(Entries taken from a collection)

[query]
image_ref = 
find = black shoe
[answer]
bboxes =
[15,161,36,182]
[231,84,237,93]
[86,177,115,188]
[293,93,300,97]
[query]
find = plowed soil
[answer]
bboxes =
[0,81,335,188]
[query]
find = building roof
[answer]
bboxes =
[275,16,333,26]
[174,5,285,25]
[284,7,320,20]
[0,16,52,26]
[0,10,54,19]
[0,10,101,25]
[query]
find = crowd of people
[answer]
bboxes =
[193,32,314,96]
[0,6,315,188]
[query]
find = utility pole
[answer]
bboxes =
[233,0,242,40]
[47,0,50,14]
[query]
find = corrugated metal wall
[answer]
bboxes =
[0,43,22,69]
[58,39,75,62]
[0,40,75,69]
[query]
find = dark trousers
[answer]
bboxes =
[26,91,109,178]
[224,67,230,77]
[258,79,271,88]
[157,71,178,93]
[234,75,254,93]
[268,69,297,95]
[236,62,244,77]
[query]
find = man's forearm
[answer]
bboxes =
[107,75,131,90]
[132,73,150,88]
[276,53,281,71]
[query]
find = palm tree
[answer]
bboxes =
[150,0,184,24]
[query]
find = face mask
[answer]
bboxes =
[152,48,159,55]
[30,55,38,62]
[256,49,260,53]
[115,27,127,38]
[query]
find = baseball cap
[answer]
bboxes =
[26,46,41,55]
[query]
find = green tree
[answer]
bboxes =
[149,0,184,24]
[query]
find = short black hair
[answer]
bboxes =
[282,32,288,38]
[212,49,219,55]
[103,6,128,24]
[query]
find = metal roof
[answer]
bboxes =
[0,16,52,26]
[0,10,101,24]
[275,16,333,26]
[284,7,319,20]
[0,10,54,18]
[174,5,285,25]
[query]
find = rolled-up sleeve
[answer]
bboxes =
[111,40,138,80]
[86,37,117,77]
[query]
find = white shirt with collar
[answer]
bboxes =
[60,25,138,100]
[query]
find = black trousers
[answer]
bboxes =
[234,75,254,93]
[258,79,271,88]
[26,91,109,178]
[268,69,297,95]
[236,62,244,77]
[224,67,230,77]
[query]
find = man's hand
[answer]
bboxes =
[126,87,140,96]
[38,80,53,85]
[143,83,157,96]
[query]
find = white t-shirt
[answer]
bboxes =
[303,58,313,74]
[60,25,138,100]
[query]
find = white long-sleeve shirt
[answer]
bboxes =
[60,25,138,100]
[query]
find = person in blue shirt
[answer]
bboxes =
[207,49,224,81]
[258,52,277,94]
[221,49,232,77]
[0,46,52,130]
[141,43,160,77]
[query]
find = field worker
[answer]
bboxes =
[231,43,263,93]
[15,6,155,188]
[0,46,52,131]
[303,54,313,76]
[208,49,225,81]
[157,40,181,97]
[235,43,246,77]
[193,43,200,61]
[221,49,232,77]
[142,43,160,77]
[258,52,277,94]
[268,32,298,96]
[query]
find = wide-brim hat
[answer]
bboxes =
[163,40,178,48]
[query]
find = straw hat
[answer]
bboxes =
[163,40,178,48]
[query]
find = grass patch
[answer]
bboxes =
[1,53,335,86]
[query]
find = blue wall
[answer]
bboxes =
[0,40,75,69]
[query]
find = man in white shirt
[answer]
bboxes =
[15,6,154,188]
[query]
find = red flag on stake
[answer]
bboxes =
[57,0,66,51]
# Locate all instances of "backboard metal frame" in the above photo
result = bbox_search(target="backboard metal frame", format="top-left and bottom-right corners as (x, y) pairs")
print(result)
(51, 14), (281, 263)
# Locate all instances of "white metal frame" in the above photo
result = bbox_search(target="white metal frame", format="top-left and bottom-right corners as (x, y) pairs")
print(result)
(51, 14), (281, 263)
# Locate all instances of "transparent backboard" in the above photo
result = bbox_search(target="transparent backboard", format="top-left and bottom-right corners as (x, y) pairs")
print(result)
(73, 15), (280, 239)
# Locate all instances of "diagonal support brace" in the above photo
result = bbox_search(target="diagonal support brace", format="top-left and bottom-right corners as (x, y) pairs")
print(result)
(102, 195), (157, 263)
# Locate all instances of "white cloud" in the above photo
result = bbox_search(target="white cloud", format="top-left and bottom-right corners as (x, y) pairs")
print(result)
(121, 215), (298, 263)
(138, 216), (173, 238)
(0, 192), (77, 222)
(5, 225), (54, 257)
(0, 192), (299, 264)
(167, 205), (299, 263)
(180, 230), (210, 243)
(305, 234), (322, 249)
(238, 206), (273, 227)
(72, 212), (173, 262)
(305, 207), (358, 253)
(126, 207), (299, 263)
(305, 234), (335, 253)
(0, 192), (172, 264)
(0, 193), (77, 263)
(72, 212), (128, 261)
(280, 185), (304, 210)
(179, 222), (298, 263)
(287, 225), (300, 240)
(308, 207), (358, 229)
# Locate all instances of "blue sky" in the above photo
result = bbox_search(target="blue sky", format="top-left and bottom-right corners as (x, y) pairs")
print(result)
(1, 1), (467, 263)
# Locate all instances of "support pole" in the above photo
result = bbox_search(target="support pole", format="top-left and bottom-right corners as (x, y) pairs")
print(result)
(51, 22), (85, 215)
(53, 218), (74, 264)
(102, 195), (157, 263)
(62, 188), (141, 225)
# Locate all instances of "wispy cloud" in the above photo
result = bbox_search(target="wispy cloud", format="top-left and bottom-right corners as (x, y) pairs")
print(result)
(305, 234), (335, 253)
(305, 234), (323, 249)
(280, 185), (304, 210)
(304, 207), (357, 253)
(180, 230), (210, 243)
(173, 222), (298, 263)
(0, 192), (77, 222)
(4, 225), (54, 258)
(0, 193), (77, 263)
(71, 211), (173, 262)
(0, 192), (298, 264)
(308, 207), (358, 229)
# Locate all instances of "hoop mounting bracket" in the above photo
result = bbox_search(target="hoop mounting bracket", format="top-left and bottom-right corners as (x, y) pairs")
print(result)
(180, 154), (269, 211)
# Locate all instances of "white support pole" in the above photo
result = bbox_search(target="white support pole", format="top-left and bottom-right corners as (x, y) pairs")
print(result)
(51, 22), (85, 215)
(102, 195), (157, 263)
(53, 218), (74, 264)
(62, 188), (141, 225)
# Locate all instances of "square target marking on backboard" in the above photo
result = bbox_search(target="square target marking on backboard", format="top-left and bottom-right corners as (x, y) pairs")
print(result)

> **Problem to work on**
Return every line of the entries above that the string "trousers" appears in.

> **Answer section**
find = dark trousers
find = black trousers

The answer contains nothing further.